SILVER SPRING, MD — The FDA has unlocked the use of convalescent plasma, derived from the blood of people who have recovered from COVID-19 and which may contain helpful antibodies, as an investigational treatment for patients with severe cases of the disease, according to a report from the website FierceBiotech.
This technique has been utilized to treat infectious diseases for decades with the goal of transferring newly acquired immunity from one person to another. It has also been studied in the H1N1 swine flu, ebola, SARS and MERS, as well as against the coronavirus in China.
It is not known how well it will perform in the current form of the coronavirus, however.
“Although promising, convalescent plasma has not been shown to be effective in every disease studied,” the FDA said in an announcement.
“It is therefore important to determine through clinical trials, before routinely administering convalescent plasma to patients with COVID-19, that it is safe and effective to do so.”
Large-scale clinical testing might not be feasible for evaluating this specific and scarce donated plasma, but it would allow physicians to proceed on a case-by-case basis for patients with serious or life-threatening infections outside of larger research studies.
Donors must have had a COVID-19 diagnosis confirmed by a lab test and been completely symptom-free for at least two weeks before donating.
Physicians can obtain authorization over email or receive verbal, over-the-phone confirmations in emergency and time-sensitive cases.
The FDA is also working with the National Institutes of Health and the Centers for Disease Control and Prevention to develop larger protocols for use by multiple researchers to coordinate the collection and use of COVID-19 plasma.
New York Governor Andrew Cuomo said this week that the state department of health would be conducting its own trial of convalescent plasma. As of March 24, New York has more than 30,000 cases statewide, which is nearly half of the 69,000-plus reported in the U.S. as of Thursday afternoon.

DATA >>

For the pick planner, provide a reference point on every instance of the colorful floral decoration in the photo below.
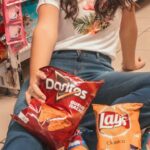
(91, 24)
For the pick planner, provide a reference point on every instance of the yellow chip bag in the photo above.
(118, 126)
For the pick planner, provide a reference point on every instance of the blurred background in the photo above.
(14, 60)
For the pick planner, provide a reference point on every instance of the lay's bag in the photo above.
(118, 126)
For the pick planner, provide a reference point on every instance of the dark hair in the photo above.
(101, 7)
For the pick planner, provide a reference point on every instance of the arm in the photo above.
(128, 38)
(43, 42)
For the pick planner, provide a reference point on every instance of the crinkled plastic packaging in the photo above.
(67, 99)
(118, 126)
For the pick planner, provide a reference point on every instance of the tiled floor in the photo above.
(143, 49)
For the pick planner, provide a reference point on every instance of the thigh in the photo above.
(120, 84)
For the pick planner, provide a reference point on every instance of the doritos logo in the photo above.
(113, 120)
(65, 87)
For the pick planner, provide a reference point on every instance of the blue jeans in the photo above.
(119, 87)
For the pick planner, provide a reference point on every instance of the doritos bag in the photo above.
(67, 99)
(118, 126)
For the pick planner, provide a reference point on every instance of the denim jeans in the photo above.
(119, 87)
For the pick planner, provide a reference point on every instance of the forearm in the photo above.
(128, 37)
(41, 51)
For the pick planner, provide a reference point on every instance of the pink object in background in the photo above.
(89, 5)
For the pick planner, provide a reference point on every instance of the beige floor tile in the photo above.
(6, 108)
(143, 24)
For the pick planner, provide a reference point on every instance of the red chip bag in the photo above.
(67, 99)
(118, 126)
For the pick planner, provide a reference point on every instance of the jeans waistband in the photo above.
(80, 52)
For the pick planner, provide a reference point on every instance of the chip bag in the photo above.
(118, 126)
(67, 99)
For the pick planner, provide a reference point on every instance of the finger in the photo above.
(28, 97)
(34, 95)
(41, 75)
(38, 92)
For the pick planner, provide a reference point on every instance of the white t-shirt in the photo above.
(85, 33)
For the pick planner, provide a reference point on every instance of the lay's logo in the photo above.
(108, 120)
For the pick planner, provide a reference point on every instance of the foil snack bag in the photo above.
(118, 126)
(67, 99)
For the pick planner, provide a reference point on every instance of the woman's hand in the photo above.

ASSIGNED TASK A >> List every disease that the convalescent plasma article says the plasma technique has been studied in.
ASSIGNED TASK B >> Reproduce the convalescent plasma article from "SILVER SPRING, MD" to "the website FierceBiotech.".

TASK SOLUTION A >>
- H1N1 swine flu
- Ebola
- SARS
- MERS
- The coronavirus in China

TASK SOLUTION B >>
SILVER SPRING, MD — The FDA has unlocked the use of convalescent plasma, derived from the blood of people who have recovered from COVID-19 and which may contain helpful antibodies, as an investigational treatment for patients with severe cases of the disease, according to a report from the website FierceBiotech.